## Dataset rows
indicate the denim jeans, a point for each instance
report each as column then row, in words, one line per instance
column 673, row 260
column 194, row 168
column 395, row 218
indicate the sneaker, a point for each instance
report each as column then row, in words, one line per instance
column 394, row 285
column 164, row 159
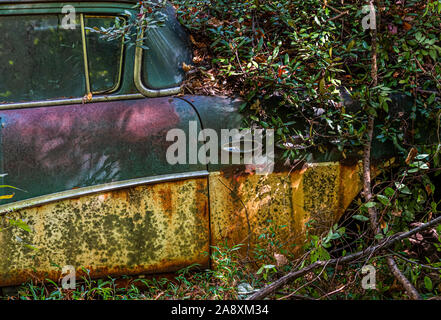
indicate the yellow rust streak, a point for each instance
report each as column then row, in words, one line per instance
column 283, row 201
column 145, row 229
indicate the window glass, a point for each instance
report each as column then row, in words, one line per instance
column 168, row 48
column 39, row 59
column 104, row 57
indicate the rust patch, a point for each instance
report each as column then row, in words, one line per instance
column 142, row 230
column 245, row 207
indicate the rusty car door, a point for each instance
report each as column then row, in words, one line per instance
column 86, row 170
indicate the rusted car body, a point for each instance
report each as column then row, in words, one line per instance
column 83, row 136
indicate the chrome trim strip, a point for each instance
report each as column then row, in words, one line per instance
column 57, row 102
column 69, row 194
column 86, row 62
column 137, row 76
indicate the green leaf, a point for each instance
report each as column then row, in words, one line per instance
column 428, row 283
column 370, row 204
column 383, row 199
column 360, row 217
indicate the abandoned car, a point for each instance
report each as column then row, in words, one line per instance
column 83, row 154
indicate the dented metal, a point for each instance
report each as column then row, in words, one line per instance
column 244, row 207
column 144, row 229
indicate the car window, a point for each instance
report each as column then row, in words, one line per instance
column 104, row 56
column 39, row 59
column 168, row 47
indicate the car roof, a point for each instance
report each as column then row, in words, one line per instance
column 46, row 1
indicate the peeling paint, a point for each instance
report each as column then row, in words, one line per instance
column 283, row 201
column 124, row 232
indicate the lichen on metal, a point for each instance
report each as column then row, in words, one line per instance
column 145, row 229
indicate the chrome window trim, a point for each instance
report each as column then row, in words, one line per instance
column 58, row 102
column 138, row 80
column 85, row 191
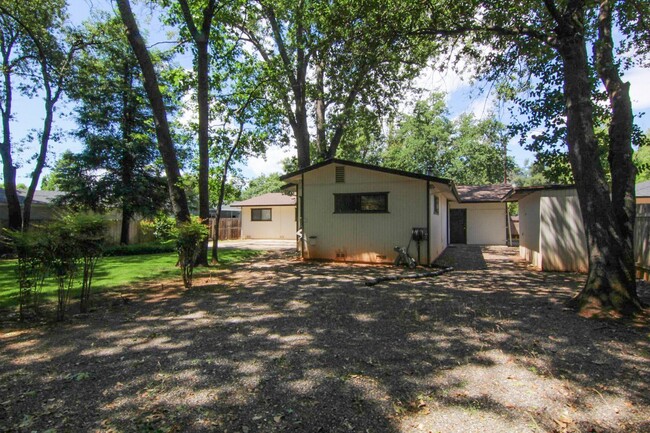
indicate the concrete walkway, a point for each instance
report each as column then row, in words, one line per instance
column 259, row 244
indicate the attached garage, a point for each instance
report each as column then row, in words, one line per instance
column 480, row 218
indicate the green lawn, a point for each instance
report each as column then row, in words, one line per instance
column 116, row 271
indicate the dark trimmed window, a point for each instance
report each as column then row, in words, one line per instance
column 365, row 202
column 261, row 214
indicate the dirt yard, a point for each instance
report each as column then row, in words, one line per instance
column 282, row 345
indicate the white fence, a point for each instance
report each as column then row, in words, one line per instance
column 642, row 242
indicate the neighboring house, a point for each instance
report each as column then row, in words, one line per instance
column 551, row 233
column 348, row 211
column 268, row 216
column 227, row 211
column 43, row 207
column 480, row 217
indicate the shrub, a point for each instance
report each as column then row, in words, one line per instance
column 60, row 252
column 88, row 233
column 31, row 268
column 162, row 227
column 189, row 237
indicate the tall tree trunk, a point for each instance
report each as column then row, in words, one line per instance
column 609, row 282
column 222, row 192
column 321, row 138
column 126, row 223
column 301, row 134
column 204, row 155
column 201, row 39
column 8, row 168
column 165, row 143
column 50, row 101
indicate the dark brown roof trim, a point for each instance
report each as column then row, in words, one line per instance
column 396, row 172
column 523, row 191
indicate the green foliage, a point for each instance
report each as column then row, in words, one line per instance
column 114, row 273
column 467, row 150
column 88, row 232
column 642, row 159
column 31, row 268
column 190, row 235
column 59, row 249
column 262, row 184
column 118, row 166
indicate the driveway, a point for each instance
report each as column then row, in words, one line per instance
column 260, row 244
column 282, row 345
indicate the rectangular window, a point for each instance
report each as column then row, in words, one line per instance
column 261, row 214
column 340, row 174
column 366, row 202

## Written request
Reproduce the stretch of the material from the line containing "indicate the tall" through the line containing "column 523, row 191", switching "dark brown" to "black" and keeping everything else unchanged.

## Solution for this task
indicate the tall tree trunk, a point for each instance
report each as column then row, in words, one line per instance
column 609, row 282
column 222, row 192
column 321, row 138
column 126, row 223
column 301, row 134
column 204, row 155
column 201, row 39
column 8, row 168
column 165, row 143
column 50, row 101
indicate the black roof trim, a point for each instance
report each as column then row, in words, one line per instance
column 396, row 172
column 523, row 191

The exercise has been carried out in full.